» Task to complete
Count the lines in the items below that contain the string "stage", treating uppercase and lowercase letters as distinct, and give only the number.
──────── Input records
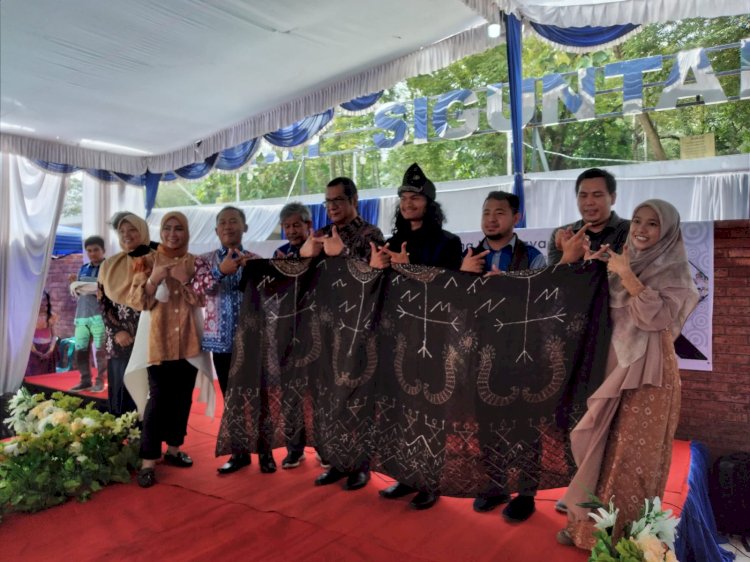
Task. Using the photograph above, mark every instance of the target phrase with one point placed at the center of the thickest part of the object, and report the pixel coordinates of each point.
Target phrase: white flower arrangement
(649, 539)
(62, 450)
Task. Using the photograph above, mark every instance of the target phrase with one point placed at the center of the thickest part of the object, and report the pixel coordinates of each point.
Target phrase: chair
(67, 347)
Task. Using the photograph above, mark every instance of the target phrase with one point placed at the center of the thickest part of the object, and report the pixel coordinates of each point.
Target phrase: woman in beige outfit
(623, 444)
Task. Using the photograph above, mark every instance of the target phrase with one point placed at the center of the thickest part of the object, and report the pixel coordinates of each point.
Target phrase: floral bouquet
(649, 539)
(62, 450)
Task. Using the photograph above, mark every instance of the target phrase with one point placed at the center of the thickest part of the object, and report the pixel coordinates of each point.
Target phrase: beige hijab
(116, 273)
(663, 265)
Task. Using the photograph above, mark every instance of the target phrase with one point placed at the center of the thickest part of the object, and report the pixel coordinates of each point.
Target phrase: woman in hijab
(171, 345)
(623, 444)
(120, 320)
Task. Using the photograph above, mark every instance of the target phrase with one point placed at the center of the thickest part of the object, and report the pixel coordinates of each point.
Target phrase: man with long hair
(418, 238)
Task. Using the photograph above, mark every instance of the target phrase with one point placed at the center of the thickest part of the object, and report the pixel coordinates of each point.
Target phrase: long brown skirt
(639, 451)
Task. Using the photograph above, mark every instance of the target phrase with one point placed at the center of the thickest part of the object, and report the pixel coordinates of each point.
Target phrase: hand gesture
(400, 257)
(573, 246)
(333, 245)
(562, 235)
(474, 263)
(380, 258)
(179, 272)
(312, 246)
(494, 272)
(619, 263)
(160, 272)
(602, 254)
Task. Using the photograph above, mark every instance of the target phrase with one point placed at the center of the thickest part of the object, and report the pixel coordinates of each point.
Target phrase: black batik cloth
(444, 380)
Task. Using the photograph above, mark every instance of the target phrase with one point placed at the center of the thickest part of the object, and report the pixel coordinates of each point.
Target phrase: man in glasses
(349, 234)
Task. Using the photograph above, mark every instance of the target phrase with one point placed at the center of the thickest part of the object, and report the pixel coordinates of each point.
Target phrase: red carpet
(194, 514)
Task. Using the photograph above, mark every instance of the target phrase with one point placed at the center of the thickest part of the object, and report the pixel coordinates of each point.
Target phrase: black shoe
(81, 387)
(357, 480)
(146, 477)
(519, 509)
(179, 459)
(397, 490)
(293, 459)
(267, 464)
(482, 504)
(424, 500)
(234, 463)
(330, 476)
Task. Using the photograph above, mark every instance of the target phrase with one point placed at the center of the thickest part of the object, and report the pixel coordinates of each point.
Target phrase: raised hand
(573, 246)
(179, 272)
(494, 271)
(474, 263)
(562, 235)
(380, 258)
(620, 263)
(231, 263)
(399, 257)
(333, 245)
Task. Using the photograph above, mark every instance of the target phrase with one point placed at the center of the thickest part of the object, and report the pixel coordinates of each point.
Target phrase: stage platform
(195, 514)
(63, 381)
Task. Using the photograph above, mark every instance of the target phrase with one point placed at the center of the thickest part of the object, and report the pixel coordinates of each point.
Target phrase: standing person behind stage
(419, 238)
(296, 223)
(623, 444)
(349, 235)
(596, 192)
(162, 285)
(45, 353)
(120, 320)
(88, 321)
(502, 250)
(217, 275)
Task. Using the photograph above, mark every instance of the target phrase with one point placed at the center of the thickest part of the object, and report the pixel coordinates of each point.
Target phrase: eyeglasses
(336, 201)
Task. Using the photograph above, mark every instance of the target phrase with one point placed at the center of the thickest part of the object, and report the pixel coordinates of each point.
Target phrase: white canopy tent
(140, 85)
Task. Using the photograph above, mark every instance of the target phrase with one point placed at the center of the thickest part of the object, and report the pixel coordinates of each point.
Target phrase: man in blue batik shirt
(217, 275)
(501, 250)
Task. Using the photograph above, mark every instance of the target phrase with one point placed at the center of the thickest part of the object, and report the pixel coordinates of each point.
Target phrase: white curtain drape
(30, 205)
(262, 220)
(100, 201)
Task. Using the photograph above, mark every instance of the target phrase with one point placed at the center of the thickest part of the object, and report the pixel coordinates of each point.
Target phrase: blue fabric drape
(697, 539)
(368, 209)
(237, 156)
(586, 36)
(362, 102)
(513, 48)
(197, 170)
(301, 131)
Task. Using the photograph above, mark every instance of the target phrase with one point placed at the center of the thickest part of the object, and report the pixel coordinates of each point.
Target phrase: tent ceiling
(139, 84)
(145, 78)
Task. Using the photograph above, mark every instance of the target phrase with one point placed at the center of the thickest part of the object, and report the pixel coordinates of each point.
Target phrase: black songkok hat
(416, 182)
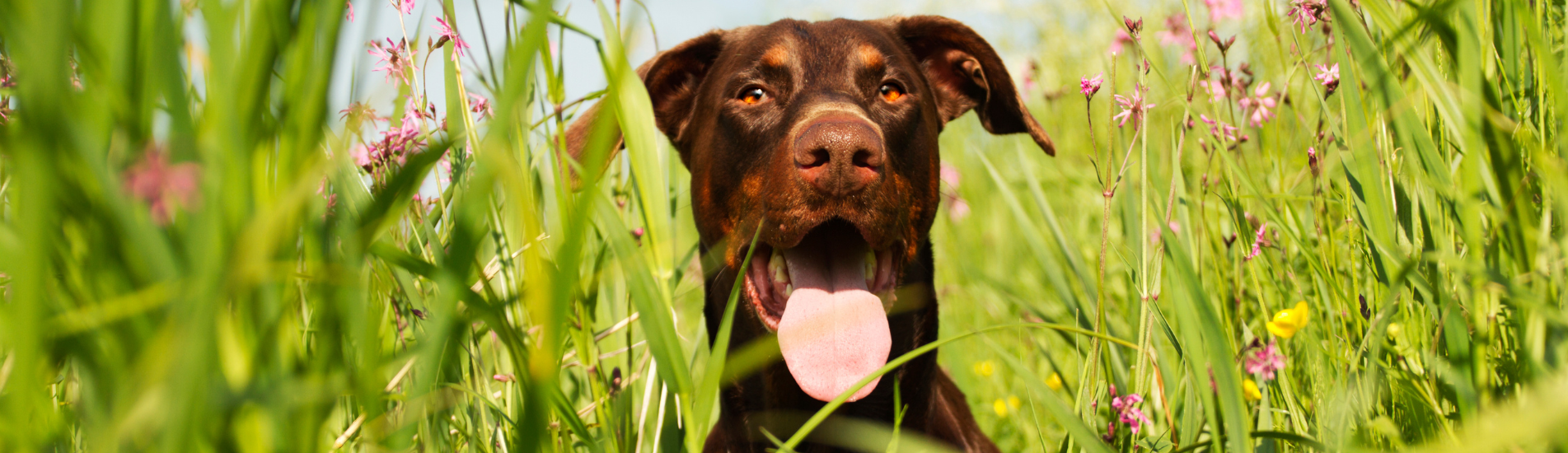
────────────────
» In response
2